WHAT IS NEEDED
Go through the records and filter out every line lacking the word "white"; copy the lines that remain.
━━━━━━━━
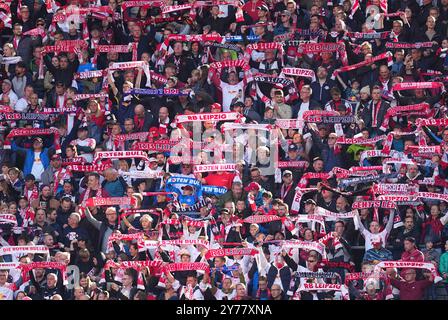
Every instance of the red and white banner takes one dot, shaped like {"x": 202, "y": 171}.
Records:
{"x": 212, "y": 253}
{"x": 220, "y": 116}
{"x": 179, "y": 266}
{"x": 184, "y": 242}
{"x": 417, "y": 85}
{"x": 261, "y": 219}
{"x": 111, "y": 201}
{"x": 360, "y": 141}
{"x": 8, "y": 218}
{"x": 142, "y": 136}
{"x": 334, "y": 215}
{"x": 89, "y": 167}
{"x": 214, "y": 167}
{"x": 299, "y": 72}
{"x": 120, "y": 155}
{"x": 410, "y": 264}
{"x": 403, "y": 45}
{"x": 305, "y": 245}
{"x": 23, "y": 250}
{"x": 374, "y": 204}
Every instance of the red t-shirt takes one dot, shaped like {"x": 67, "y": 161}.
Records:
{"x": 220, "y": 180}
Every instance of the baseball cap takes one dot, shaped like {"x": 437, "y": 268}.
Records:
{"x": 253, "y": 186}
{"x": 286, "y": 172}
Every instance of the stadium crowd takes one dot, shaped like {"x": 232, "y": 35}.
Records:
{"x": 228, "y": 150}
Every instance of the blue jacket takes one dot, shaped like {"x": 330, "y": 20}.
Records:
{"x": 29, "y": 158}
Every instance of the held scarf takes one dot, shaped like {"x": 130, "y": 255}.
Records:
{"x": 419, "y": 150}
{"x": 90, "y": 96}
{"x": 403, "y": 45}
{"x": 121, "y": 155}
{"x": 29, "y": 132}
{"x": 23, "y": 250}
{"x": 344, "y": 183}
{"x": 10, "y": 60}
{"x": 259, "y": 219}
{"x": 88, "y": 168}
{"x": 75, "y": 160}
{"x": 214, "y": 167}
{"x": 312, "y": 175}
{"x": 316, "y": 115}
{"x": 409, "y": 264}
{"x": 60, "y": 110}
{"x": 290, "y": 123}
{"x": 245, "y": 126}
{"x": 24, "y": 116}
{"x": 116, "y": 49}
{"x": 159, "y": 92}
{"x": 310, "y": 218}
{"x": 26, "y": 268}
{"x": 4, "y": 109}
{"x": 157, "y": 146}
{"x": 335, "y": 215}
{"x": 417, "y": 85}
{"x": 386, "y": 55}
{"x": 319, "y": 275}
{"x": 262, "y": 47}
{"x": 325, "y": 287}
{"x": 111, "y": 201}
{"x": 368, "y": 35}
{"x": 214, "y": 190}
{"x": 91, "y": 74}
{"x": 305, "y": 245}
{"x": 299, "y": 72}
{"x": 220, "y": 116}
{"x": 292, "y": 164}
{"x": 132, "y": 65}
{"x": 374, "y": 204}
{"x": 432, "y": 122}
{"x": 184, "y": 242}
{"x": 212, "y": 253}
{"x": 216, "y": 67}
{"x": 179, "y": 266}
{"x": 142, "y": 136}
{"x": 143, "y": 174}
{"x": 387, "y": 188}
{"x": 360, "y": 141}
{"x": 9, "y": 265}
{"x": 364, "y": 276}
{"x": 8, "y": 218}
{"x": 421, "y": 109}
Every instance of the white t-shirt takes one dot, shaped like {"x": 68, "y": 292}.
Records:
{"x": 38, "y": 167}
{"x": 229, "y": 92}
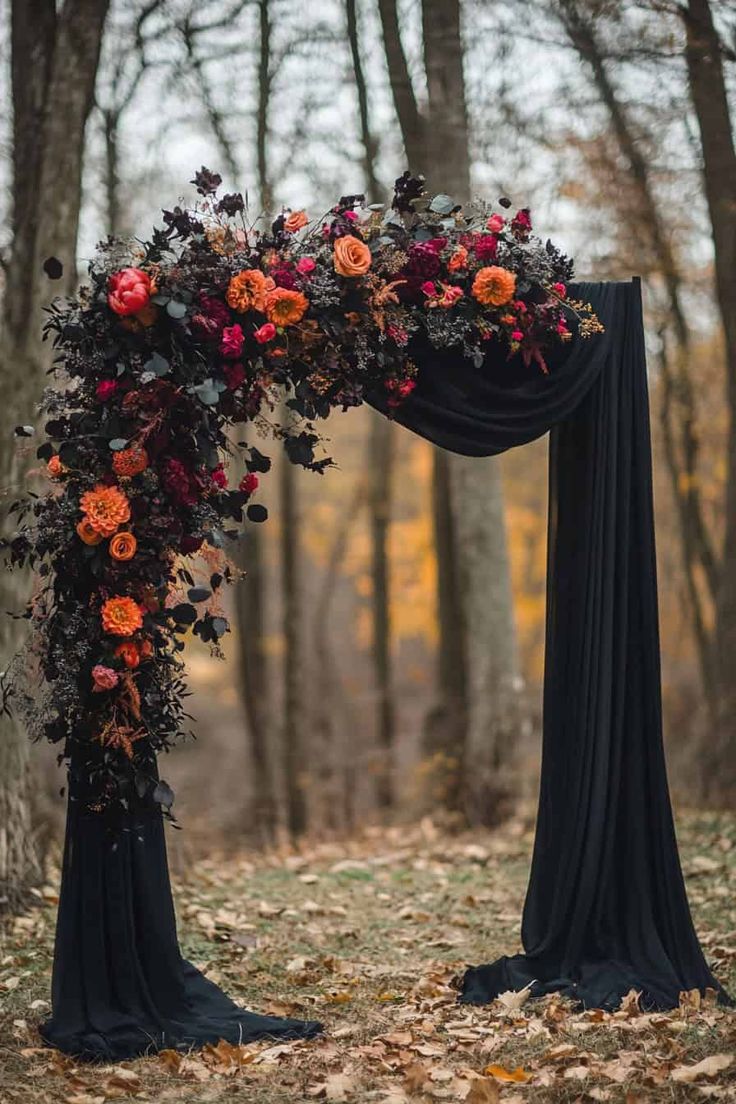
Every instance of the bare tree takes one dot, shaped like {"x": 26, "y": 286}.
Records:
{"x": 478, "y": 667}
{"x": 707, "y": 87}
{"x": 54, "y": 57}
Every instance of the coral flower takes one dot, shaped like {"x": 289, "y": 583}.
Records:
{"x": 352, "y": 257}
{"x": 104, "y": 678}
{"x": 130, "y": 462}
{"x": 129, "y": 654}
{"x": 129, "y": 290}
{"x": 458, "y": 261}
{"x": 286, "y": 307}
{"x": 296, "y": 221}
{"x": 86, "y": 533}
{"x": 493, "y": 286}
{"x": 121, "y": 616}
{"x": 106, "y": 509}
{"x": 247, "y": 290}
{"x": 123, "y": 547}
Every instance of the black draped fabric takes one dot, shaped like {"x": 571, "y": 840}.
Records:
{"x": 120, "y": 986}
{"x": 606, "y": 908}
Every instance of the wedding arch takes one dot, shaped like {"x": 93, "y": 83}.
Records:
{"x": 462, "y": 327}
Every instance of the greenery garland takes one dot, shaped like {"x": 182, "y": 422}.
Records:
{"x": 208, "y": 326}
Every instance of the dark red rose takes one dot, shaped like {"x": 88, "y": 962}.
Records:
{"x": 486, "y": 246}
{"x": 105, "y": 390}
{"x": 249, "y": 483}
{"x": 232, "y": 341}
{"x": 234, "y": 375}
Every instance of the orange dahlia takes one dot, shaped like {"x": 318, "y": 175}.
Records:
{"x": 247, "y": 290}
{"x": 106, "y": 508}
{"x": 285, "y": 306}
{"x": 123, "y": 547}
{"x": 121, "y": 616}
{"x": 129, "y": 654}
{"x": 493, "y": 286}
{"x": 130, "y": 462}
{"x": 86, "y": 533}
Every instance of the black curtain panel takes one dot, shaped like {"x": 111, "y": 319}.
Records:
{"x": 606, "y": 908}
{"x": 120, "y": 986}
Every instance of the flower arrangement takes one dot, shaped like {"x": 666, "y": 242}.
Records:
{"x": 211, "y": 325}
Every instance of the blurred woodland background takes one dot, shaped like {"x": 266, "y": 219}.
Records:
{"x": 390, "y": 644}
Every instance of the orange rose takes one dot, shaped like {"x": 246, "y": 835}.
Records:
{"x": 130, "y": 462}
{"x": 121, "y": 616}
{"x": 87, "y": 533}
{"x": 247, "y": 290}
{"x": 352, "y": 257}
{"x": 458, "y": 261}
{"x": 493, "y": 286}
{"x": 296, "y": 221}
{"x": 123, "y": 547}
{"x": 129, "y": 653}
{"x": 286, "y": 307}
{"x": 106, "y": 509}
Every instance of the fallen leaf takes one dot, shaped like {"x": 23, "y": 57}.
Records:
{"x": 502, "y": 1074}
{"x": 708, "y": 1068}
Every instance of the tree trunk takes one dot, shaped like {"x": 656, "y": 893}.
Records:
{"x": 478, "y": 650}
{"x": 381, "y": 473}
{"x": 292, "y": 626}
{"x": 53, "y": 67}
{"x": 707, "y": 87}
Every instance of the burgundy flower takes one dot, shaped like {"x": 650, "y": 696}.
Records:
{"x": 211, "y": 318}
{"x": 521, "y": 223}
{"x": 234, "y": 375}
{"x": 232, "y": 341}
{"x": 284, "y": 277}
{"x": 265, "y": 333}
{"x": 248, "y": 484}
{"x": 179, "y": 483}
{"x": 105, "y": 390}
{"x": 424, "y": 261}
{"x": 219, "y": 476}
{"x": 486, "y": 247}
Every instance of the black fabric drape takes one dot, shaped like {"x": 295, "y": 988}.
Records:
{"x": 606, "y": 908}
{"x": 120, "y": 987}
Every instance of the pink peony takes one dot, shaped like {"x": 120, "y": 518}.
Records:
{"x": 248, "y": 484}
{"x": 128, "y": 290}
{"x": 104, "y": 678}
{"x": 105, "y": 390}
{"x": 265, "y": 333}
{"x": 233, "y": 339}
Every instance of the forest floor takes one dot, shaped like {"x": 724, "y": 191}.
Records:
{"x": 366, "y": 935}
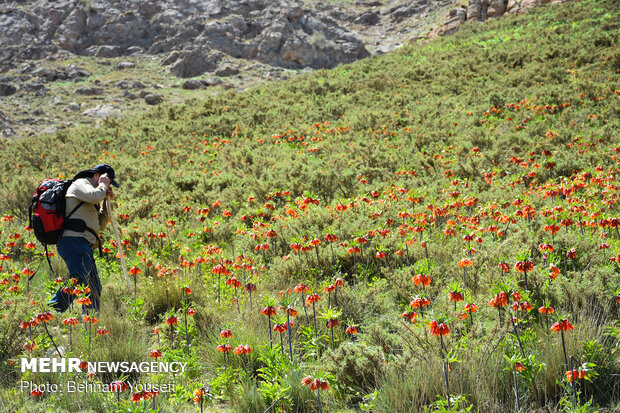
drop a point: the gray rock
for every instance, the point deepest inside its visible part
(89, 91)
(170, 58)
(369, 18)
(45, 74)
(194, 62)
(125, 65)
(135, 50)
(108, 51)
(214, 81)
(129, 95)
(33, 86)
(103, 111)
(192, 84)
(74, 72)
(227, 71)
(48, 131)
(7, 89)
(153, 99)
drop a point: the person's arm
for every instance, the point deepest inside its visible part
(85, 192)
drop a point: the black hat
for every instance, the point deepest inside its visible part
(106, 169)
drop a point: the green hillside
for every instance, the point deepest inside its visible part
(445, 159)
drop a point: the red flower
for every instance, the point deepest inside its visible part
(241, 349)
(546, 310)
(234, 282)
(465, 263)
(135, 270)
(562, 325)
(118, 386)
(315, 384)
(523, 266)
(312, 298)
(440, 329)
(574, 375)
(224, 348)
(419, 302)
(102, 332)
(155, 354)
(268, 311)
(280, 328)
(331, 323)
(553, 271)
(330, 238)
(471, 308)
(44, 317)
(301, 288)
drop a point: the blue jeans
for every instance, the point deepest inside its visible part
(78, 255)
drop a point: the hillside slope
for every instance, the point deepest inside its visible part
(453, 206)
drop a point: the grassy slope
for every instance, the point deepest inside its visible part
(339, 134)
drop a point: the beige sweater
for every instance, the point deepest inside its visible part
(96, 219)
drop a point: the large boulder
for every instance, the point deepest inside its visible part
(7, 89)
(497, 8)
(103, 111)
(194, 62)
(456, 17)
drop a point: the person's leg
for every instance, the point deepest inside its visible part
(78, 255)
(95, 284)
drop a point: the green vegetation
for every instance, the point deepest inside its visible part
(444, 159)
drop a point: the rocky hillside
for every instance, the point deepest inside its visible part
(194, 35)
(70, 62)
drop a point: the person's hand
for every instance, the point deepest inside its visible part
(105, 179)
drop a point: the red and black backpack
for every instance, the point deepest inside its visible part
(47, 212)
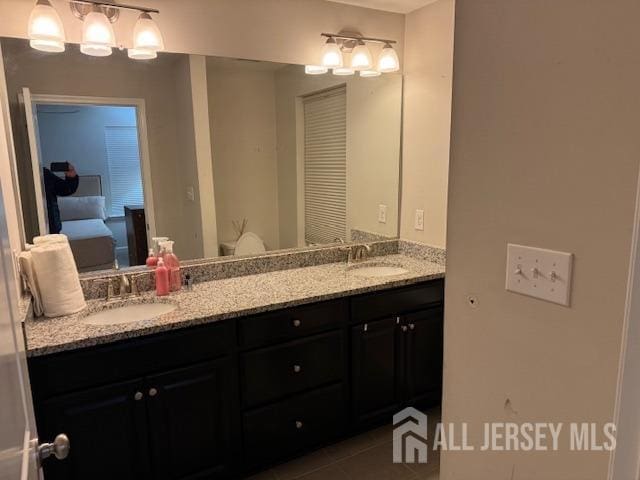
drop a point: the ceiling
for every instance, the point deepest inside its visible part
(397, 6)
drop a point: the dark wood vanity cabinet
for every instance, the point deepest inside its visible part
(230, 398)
━━━━━━━━
SOLUTION TO THIS TASK
Every instance of the red and white banner takes one dot, shaped like {"x": 202, "y": 171}.
Every instance of the white t-shirt takes one dot, shaped like {"x": 68, "y": 292}.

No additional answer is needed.